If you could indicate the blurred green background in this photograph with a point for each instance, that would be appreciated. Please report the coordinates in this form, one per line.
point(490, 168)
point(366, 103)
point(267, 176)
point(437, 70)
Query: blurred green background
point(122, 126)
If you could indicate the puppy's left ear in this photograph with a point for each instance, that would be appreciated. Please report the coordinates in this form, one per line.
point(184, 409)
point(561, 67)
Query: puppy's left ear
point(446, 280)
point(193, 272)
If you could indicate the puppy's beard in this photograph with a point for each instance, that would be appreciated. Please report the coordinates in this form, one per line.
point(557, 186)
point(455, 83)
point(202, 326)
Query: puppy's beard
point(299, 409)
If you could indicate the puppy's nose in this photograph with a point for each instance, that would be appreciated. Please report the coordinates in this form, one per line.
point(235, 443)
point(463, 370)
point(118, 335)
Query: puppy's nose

==

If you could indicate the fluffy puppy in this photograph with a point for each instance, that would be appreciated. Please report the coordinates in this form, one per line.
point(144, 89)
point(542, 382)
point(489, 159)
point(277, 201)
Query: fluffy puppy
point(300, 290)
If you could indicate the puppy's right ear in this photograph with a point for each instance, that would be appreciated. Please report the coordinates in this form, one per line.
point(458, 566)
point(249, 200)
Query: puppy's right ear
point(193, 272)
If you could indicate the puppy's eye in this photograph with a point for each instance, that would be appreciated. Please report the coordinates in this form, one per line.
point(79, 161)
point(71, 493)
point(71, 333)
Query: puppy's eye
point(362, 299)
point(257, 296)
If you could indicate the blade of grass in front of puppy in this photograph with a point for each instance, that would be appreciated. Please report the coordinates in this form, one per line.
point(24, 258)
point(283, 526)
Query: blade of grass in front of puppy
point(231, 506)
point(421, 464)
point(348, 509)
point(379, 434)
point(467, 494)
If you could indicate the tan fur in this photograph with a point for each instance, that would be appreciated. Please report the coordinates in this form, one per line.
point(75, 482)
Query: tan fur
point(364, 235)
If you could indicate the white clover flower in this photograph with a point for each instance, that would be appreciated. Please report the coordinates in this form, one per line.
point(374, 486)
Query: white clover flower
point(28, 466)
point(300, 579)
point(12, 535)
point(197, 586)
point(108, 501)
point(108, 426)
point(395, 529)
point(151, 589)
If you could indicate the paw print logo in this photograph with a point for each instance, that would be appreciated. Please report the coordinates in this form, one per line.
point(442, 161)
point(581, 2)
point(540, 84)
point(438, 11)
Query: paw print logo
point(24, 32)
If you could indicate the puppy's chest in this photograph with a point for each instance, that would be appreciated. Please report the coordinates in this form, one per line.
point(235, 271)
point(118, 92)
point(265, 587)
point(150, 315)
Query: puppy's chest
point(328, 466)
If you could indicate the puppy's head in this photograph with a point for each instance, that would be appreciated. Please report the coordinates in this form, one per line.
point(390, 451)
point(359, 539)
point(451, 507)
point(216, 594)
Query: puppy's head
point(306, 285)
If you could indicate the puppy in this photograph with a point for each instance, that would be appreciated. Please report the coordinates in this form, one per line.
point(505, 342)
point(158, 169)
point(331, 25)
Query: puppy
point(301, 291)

◆ Work to do ◆
Rewrite the part that opens with the line containing "If you could indicate the puppy's beard" and closes with the line containing "Query: puppy's beard", changing "puppy's beard" to "puppy's chin" wherever it occurs and leaving everything else as it is.

◆ Response to this task ◆
If you could indicate the puppy's chin in this photograph with a point for each instance, that would be appreciated. Please report the coordinates in this form, one per line.
point(557, 186)
point(455, 83)
point(202, 326)
Query: puppy's chin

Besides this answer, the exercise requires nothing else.